## start

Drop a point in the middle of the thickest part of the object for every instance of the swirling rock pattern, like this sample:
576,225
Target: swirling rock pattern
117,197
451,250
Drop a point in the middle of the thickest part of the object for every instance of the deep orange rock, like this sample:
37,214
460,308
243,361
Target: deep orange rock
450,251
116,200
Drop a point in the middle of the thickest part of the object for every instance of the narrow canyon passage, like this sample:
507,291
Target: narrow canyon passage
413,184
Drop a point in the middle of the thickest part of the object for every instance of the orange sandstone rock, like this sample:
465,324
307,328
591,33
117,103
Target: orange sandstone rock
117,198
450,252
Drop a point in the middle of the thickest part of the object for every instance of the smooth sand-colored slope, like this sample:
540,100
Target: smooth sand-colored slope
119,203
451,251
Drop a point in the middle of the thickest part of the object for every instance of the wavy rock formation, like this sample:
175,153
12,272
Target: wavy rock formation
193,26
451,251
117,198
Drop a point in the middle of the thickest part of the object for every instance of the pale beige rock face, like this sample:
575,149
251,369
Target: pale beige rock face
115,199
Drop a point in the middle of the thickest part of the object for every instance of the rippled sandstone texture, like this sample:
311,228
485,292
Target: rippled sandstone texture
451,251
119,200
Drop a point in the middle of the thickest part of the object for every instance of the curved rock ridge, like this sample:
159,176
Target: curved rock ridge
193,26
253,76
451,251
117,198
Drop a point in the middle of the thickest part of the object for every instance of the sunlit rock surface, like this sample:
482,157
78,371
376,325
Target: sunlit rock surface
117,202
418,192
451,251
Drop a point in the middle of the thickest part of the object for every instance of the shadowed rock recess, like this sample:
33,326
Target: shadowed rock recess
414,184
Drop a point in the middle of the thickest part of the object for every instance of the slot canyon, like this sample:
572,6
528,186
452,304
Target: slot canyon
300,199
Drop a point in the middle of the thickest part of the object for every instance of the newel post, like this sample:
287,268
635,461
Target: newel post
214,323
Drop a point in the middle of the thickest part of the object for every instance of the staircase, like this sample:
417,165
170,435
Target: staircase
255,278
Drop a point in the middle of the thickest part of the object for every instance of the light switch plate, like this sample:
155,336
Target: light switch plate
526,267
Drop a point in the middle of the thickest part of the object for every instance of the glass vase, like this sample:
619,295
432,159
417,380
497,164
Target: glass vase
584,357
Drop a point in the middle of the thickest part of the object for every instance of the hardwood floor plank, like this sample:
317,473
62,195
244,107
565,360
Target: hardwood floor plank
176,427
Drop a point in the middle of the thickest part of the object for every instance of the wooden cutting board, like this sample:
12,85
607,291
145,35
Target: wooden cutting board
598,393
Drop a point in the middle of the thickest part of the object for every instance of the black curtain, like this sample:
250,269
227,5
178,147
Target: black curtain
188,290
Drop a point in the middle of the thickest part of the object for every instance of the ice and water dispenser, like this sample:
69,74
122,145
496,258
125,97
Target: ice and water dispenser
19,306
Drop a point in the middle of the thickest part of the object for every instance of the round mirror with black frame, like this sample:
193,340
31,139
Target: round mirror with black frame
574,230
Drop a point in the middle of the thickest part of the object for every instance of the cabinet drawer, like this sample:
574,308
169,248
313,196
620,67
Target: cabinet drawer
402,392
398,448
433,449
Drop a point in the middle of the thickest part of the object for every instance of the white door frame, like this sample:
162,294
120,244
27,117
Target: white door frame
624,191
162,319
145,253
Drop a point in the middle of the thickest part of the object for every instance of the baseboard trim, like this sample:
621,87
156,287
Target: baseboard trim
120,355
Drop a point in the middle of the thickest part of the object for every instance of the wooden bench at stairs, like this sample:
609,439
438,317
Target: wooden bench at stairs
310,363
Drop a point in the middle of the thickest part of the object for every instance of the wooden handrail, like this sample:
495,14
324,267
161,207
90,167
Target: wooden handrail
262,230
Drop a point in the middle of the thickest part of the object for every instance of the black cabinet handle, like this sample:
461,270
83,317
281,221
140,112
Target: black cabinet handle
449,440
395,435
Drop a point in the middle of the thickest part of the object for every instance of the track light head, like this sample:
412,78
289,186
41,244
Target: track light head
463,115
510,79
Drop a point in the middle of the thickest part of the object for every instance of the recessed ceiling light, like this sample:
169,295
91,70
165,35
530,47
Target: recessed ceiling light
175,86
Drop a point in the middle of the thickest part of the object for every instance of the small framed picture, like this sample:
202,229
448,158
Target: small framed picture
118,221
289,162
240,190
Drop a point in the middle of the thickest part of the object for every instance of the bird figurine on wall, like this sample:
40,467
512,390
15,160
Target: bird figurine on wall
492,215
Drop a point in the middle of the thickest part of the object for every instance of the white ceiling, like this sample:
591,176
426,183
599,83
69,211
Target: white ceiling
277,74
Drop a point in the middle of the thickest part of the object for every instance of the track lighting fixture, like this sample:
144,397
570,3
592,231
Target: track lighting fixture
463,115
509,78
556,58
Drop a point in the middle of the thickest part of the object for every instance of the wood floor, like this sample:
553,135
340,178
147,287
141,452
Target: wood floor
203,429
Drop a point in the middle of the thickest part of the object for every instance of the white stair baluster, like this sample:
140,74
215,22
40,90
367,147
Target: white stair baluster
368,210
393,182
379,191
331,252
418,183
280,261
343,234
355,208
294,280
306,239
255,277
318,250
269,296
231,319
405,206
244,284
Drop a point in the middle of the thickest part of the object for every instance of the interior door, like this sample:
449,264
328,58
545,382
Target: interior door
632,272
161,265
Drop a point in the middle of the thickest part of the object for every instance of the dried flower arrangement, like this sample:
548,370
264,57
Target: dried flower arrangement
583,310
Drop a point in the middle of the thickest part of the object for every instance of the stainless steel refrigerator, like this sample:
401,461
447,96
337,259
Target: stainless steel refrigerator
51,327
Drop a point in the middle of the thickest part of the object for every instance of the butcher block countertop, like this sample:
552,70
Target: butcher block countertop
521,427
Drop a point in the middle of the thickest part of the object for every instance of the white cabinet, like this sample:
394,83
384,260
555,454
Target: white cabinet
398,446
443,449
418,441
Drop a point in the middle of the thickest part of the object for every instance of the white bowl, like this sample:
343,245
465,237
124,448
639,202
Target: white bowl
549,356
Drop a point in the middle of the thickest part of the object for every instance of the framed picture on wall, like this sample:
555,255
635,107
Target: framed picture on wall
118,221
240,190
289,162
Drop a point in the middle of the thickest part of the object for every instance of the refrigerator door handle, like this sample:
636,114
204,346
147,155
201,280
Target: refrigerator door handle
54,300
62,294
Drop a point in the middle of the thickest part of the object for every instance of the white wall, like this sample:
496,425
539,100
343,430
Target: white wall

## end

Quote the data above in full, changing nothing.

Drop a point in the middle of the thickest part of the object for every instance of the swirling rock pattern, like this sample:
576,225
Target: swirling rock pattern
117,197
451,250
Drop a point in the middle of the thickest part of the object for every instance of the deep orange rock, like this sample:
37,214
460,308
243,361
Target: deep orange rock
450,251
116,200
Drop a point in the middle of the thickest part of the object for every instance of the narrow canyon passage, like this sample:
507,291
Target: narrow canyon passage
413,184
Drop a point in the middle of the thickest part of the object for every instance of the orange sandstone rock, like this sample:
465,324
307,328
591,33
117,103
Target: orange sandstone rock
117,198
450,252
Drop a point in the middle of the thickest part of the object for every instance of the smooth sand-colored slope, like this sample:
540,100
Target: smooth sand-colored slope
119,203
451,251
Drop a point in the middle of the thickest part of the object for every instance of the wavy rock formation, like this sample:
175,153
12,272
Target: wavy rock formation
193,26
451,251
117,198
Drop a point in the middle of the thickest part of the object for every instance of the pale beige rock face, like this sample:
575,149
251,369
Target: pale beige rock face
115,199
Drop a point in the middle of the thickest part of the object for every instance of the rippled sandstone texture, like this sample:
311,228
485,292
Target: rippled sandstone texture
451,251
119,200
Drop a point in the middle of the thickest part of the object for every instance of the curved rock ridge, like this sample:
159,176
Target: curved rock ridge
193,26
253,76
451,251
117,198
Drop a point in the middle of the thickest part of the object for every instance of the sunlit rock surface, like this sample:
482,157
78,371
376,325
Target: sunlit rock surface
117,202
418,192
451,251
Drop a point in the middle of the thickest part of the object for every instance of the shadowed rock recess, like this sample:
33,326
Target: shadowed rock recess
414,184
Drop a point in the middle of the thickest part of the object for every instance of the slot canyon, like this sample:
572,6
528,186
452,304
Target: slot canyon
300,199
Drop a point in the middle of the thickest part of the object for every instance of the newel post, like this sample:
287,268
635,461
Target: newel post
214,323
Drop a point in the middle of the thickest part of the object for every instance of the staircase, like this sample:
417,165
170,435
Target: staircase
255,278
Drop a point in the middle of the thickest part of the object for every instance of the light switch plate, like this sample:
155,336
Target: light switch plate
526,267
Drop a point in the middle of the thickest part of the object for every instance of the glass vase, like this sample:
619,295
432,159
417,380
497,164
Target: glass vase
584,357
Drop a point in the middle of the thickest part of the object for every instance of the hardwood floor plank, like this sample:
317,473
62,195
244,107
565,360
Target: hardwood floor plank
176,427
Drop a point in the middle of the thickest part of the object for every instance of the wooden cutting board, like this sample:
12,85
607,291
145,35
Target: wooden cutting board
598,393
Drop a point in the middle of the thickest part of the object for every instance of the black curtain, like this sample:
250,269
227,5
178,147
Target: black curtain
188,290
Drop a point in the middle of the thickest part of the object for every instance of the ice and water dispenser, like this sample:
69,74
122,145
496,258
125,97
Target: ice and water dispenser
19,306
Drop a point in the middle of the thickest part of the object for every instance of the round mirror with black frame, like this sample:
193,340
31,139
Target: round mirror with black frame
574,230
Drop a point in the middle of the thickest part of the object for every instance of the cabinet drawer, like this sample:
574,308
169,248
313,196
620,67
Target: cabinet drawer
402,392
398,448
433,449
Drop a point in the middle of the thickest part of the object for every instance of the white door frame, like this sample:
162,294
120,244
27,117
Target: white door frame
624,191
162,319
145,253
Drop a point in the middle of the thickest part of the object for every instance of the baseboard trim, like this sample:
621,87
156,287
Target: baseboard trim
120,355
Drop a point in the middle of the thickest part of the object for every instance of the wooden bench at stairs, like this sample:
609,439
438,317
Target: wooden bench at stairs
310,363
Drop a point in the middle of the thickest part of the object for every instance of the wooden handrail, like this sample:
495,14
324,267
161,207
90,167
Target: wooden handrail
262,230
Drop a point in the middle of the thickest part of the object for every instance of the black cabinet handle, like this sample:
461,270
83,317
281,221
140,112
Target: black cabinet handle
449,440
395,435
Drop a point in the middle of the thickest part of the object for every instance of the track light head, like this sample:
412,78
289,186
41,244
Target: track light head
463,115
510,79
Drop a point in the middle of the thickest part of the object for every instance of the recessed ceiling light, like this sample:
169,295
91,70
165,35
530,47
Target: recessed ceiling light
175,86
Drop a point in the middle of the thickest part of the object for every instance of the small framed picture, like this sample:
202,229
448,158
Target: small framed picture
118,221
289,162
240,190
Drop a point in the middle of the thickest part of the object for every instance of the bird figurine on wall, like this sample:
40,467
512,390
15,160
Target: bird figurine on wall
492,215
Drop a point in the middle of the thickest part of the object for every instance of the white ceiling, like this sample:
591,176
426,183
599,83
69,211
Target: white ceiling
277,74
Drop a point in the middle of the thickest part of the object for every instance of the track lighting fixture, like this sample:
144,397
570,3
592,231
Target: track lighting fixture
463,115
509,78
556,58
Drop a point in the middle of the thickest part of the object for every instance of the wood floor, like this sample:
553,135
340,178
147,287
141,452
Target: wood floor
203,429
Drop a point in the middle of the thickest part of the object for every instance of the white stair baluster, like this sample:
140,74
215,22
40,90
367,147
Target: white stair baluster
368,210
393,182
379,191
331,252
418,183
280,261
343,234
355,208
294,280
306,239
255,277
318,250
269,296
231,319
405,206
244,284
Drop a point in the middle of the thickest part of the object for every instance of the interior door, like this sample:
449,264
328,58
545,382
Target: interior door
632,272
161,265
Drop a point in the middle of the thickest part of the object for every instance of the dried flower arrangement, like this sample:
548,370
264,57
Target: dried flower arrangement
583,310
Drop a point in the middle of the thickest part of the object for every instance of the stainless steel refrigerator, like this sample:
401,461
447,96
337,259
Target: stainless steel refrigerator
51,327
Drop a point in the middle of the thickest part of the object for every instance of the butcher block countertop, like this sample:
552,70
Target: butcher block countertop
521,427
Drop a point in the middle of the thickest part of the object for every instance of the white cabinet, like this sample:
394,83
384,260
555,454
Target: white cabinet
398,446
443,449
418,441
Drop a point in the middle of the thickest part of the object for every instance of the white bowl, like this sample:
343,245
465,237
124,448
639,202
Target: white bowl
549,356
Drop a point in the middle of the thickest part of the object for every instance of the framed picture on wall, like this sample:
555,255
635,107
Target: framed picture on wall
118,221
240,190
289,162
Drop a point in the middle of the thickest part of the object for every instance of the refrigerator door handle, like this sample:
636,114
204,346
147,155
201,280
Target: refrigerator door handle
54,300
62,294
Drop a point in the middle of the thickest part of the object for every instance of the white wall, like this sample:
496,425
539,100
343,430
Target: white wall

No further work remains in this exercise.